▶ What the exercise asks
Every record below must come back exactly as given.

▶ Provided entries

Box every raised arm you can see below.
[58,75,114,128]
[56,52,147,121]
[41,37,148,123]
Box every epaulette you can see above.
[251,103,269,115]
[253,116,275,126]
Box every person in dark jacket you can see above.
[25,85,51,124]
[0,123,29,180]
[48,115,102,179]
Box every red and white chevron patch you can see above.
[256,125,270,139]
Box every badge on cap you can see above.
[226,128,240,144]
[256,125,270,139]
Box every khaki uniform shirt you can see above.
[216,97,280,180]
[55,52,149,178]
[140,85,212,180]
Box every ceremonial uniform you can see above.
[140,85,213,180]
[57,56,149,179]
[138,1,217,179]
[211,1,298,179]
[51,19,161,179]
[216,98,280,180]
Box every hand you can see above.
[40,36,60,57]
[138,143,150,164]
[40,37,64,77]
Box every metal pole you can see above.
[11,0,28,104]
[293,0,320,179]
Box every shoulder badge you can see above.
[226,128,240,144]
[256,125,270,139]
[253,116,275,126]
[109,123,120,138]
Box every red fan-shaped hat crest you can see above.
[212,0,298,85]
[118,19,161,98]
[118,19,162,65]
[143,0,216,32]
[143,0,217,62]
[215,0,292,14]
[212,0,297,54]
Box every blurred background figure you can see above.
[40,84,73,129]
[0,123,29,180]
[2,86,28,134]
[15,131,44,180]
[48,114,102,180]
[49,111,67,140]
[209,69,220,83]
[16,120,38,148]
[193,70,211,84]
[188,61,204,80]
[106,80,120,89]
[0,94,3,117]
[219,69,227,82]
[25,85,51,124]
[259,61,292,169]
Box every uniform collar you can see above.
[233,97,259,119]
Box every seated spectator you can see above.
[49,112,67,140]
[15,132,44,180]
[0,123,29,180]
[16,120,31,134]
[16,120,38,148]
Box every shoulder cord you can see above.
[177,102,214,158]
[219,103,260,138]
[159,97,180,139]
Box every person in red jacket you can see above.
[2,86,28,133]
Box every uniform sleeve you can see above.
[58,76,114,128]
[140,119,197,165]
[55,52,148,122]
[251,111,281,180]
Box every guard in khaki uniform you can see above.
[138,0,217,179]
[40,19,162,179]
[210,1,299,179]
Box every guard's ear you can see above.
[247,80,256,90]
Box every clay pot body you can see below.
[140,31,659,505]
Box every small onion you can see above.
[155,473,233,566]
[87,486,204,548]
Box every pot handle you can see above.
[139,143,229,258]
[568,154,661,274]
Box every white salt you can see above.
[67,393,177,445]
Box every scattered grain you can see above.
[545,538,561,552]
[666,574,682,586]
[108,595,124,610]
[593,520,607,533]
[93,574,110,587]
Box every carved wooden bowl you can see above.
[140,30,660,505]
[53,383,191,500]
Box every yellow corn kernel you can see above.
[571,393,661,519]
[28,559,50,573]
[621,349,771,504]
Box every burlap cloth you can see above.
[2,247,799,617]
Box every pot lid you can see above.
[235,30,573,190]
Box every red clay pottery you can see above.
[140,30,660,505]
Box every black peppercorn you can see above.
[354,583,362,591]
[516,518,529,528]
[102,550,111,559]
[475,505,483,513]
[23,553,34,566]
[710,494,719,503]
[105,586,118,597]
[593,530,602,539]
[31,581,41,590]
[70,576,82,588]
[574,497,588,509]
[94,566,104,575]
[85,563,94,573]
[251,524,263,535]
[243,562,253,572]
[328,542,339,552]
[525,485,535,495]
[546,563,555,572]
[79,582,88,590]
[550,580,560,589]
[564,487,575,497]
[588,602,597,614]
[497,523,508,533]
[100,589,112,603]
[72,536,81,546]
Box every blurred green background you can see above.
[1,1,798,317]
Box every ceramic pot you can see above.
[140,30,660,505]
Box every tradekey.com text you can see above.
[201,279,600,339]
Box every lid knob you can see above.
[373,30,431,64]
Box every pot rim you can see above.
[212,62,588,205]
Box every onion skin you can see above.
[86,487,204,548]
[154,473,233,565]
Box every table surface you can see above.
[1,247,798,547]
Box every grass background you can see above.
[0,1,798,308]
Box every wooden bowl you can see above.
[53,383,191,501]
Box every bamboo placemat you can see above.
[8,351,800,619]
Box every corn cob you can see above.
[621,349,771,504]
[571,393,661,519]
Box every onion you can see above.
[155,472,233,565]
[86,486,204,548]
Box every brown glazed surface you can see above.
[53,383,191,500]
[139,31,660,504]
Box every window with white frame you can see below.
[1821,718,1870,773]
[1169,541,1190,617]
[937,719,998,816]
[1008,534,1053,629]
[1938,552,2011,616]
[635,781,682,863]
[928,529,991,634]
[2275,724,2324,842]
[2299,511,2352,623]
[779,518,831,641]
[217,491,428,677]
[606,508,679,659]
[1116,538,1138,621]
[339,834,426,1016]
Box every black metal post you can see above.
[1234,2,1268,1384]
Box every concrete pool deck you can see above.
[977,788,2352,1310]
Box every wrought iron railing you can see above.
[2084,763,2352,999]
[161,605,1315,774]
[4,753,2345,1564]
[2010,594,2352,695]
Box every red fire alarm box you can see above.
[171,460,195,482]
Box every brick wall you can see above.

▶ Answer to this exercise
Box every raised arm you can see below.
[58,75,114,128]
[56,52,147,121]
[41,37,148,123]
Box every epaulette you can see above.
[251,103,269,115]
[253,116,275,126]
Box every person in dark jacket you can see above.
[25,85,51,124]
[0,123,29,180]
[48,115,102,179]
Box every red and white chevron patch you can see above.
[256,125,270,139]
Box every badge on cap you can see above.
[226,128,240,144]
[256,125,270,139]
Box every khaki uniform shirt you can see above.
[216,97,280,180]
[55,52,149,178]
[140,85,212,180]
Box every ceremonial uniform you can see above.
[140,85,213,180]
[57,56,149,179]
[138,1,217,179]
[211,1,298,179]
[51,19,161,179]
[216,98,280,180]
Box every hand you can see above.
[40,36,60,57]
[138,143,150,164]
[40,37,64,77]
Box every metal pole you can see above.
[11,0,28,104]
[293,0,320,179]
Box every shoulder badge you can see above.
[226,128,240,144]
[256,125,270,139]
[253,116,275,126]
[109,123,120,138]
Box every red fan-shaped hat crest you can see above.
[212,0,298,85]
[118,19,161,98]
[118,19,162,65]
[143,0,216,32]
[143,0,217,62]
[215,0,292,14]
[212,0,297,54]
Box every blurred background figure you can see above.
[40,84,73,129]
[0,123,29,180]
[2,86,28,134]
[15,131,44,180]
[48,114,102,180]
[49,111,67,140]
[209,69,220,83]
[16,120,38,148]
[193,70,211,84]
[188,61,204,80]
[106,80,120,89]
[0,94,3,117]
[219,69,227,82]
[25,85,51,124]
[259,61,292,169]
Box every uniform collar you can see above.
[233,97,259,119]
Box every seated spectator you can see above.
[49,112,67,140]
[15,132,44,180]
[0,123,29,180]
[16,120,31,134]
[16,120,38,148]
Box every shoulder cord you can see above.
[177,102,214,158]
[219,103,260,138]
[159,97,180,139]
Box every person in red jacket you can see above.
[2,86,28,133]
Box every uniform sleeve you can see above.
[58,76,114,128]
[140,119,197,165]
[55,52,148,122]
[251,111,281,180]
Box every guard in khaki uniform you can see above.
[138,0,217,179]
[40,19,162,179]
[210,1,299,179]
Box every guard's ear you can see above.
[247,80,256,90]
Box every clay pot body you can see below.
[140,31,659,505]
Box every small onion you can see above.
[155,473,233,566]
[87,486,204,548]
Box every pot handle you can see above.
[139,143,229,258]
[568,154,661,274]
Box every white salt you can see above.
[67,393,177,445]
Box every scattered grain you can see above.
[545,538,561,552]
[666,574,682,586]
[108,595,124,610]
[593,520,607,533]
[93,574,110,587]
Box every carved wooden bowl you can see above.
[140,30,660,505]
[53,383,191,500]
Box every yellow corn kernel you can see above.
[571,393,661,519]
[28,559,50,573]
[621,349,771,504]
Box every burlap cloth you can see above.
[2,247,799,617]
Box every pot lid you can see above.
[235,30,573,190]
Box every red clay pottery you can see above.
[140,30,660,505]
Box every black peppercorn you can see above.
[354,583,362,591]
[516,518,529,528]
[102,550,111,559]
[475,505,483,513]
[23,553,34,566]
[710,494,719,503]
[105,586,118,597]
[593,530,602,539]
[31,581,41,590]
[70,576,82,588]
[574,497,588,509]
[94,566,104,575]
[85,563,94,573]
[251,524,263,535]
[243,562,253,572]
[328,542,339,552]
[525,485,535,495]
[546,563,555,572]
[79,582,88,590]
[550,580,560,589]
[564,487,575,497]
[588,602,597,614]
[497,523,508,533]
[100,589,112,603]
[72,536,81,546]
Box every blurred green background you can see above.
[1,1,798,317]
Box every ceramic pot you can see above.
[140,30,660,505]
Box every tradekey.com text you can see above.
[201,279,600,339]
Box every lid knob you can see above.
[373,30,431,64]
Box every pot rim you can see above.
[212,62,588,205]
Box every onion skin you can see above.
[86,487,204,548]
[154,473,233,565]
Box every table surface you can see above.
[1,247,798,547]
Box every grass background you can see above.
[0,1,798,308]
Box every wooden bowl you can see above.
[53,383,191,501]
Box every bamboo placemat you can see above.
[8,351,800,619]
Box every corn cob you can see above.
[621,349,771,504]
[571,393,661,519]
Box every onion you can see above.
[155,472,233,565]
[86,486,204,548]
Box every brown glazed surface you can see above.
[53,383,191,500]
[139,31,660,504]
Box every window with white frame you can see below.
[1821,718,1870,773]
[1169,541,1190,617]
[937,719,998,816]
[1008,534,1053,629]
[1938,552,2011,616]
[635,781,682,863]
[928,529,991,634]
[2275,724,2324,842]
[2299,511,2352,623]
[779,518,831,641]
[217,491,428,677]
[606,508,679,659]
[1116,538,1138,621]
[339,834,426,1016]
Box every black metal post you can see above.
[1234,2,1268,1384]
Box every concrete pool deck you can see above.
[977,788,2352,1310]
Box every wrought iron railing you can see above.
[2084,763,2352,999]
[161,605,1315,774]
[4,753,2345,1564]
[2010,594,2352,695]
Box every red fire alarm box you can see above.
[171,460,195,482]
Box every brick wall you can see above.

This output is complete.